=== What you are asked to do ===
Keep the wording of each record exactly the same when you repeat it, and leave out pictures.

=== Records for this task ===
---*---

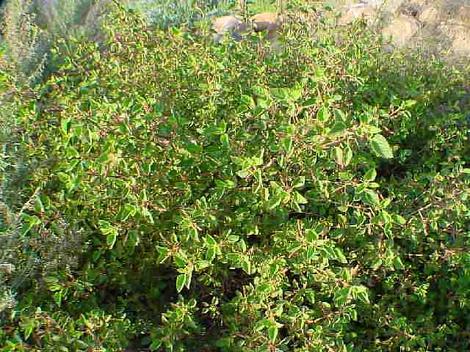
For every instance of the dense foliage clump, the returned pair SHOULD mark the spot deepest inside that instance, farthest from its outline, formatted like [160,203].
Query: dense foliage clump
[186,196]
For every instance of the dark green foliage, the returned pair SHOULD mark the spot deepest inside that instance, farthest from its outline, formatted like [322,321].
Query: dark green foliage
[200,197]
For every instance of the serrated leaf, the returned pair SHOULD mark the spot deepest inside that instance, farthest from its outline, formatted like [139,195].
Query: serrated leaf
[338,156]
[272,333]
[380,147]
[347,156]
[300,199]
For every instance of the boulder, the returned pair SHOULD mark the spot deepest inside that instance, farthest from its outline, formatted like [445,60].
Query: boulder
[459,36]
[429,15]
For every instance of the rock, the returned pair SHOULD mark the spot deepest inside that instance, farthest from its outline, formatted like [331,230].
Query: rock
[353,12]
[228,24]
[266,21]
[390,6]
[401,29]
[429,15]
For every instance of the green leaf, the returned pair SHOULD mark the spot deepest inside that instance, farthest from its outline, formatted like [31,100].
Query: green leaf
[370,197]
[380,147]
[181,281]
[273,332]
[338,156]
[323,114]
[111,240]
[299,199]
[347,156]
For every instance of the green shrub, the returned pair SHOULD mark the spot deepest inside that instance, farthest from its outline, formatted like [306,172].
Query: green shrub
[236,198]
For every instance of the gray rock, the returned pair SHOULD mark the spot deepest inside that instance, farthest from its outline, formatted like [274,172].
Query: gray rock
[401,30]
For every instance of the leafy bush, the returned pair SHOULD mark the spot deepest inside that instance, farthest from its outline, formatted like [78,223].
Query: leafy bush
[236,198]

---*---

=== Right answer ===
For every instance of the dense foliage clump, the returned pair SHOULD mark the spot deepest inside that instance, farthest from its outline, formatted like [160,203].
Query: dense foliage clump
[186,196]
For every instance of the dark green foliage, the returned pair SHOULD mark the spot deepest inside that instance, farthest from its outline, formatted like [322,321].
Query: dark green foliage
[200,197]
For every instance of the serrated leaf, the returned pair SHOULD mark the spot deepest inside that instance, farthest from its outline, formatted like [139,195].
Query: serrated leaf
[338,156]
[272,333]
[380,147]
[347,156]
[300,199]
For every instance of the boulder, the returned pair SHOULD mark the spot deepest inside that instance, farthest from its outline, formatted like [445,60].
Query: boulder
[459,36]
[429,15]
For every instance of the rock, the returned pair SHOULD mark the spot deepest inside that instance, farthest from its outline, formatted like [331,230].
Query: rock
[353,12]
[228,24]
[266,21]
[390,6]
[401,29]
[429,15]
For every instance of the green leaf, the returned pair SHOULD mark the spot deepest inside that instance, farthest from its outline, formatted like [31,100].
Query: green leaf
[370,197]
[380,147]
[181,281]
[273,332]
[338,156]
[323,114]
[111,240]
[299,199]
[347,156]
For every instance of the green shrub, the returned pair SHOULD mark the spot deepest inside that instance, farthest from its outline, formatted like [306,172].
Query: green shrub
[236,198]
For every instance of the gray rock, the returned pair SHOULD mark the spot deepest inside that instance, farthest from its outline, formatted like [274,172].
Query: gray rock
[401,30]
For every instance of the leafy bush, the returned pair SHOULD mark the spot deepest inside that instance, farthest from its outline, formatted like [78,223].
Query: leafy bush
[236,198]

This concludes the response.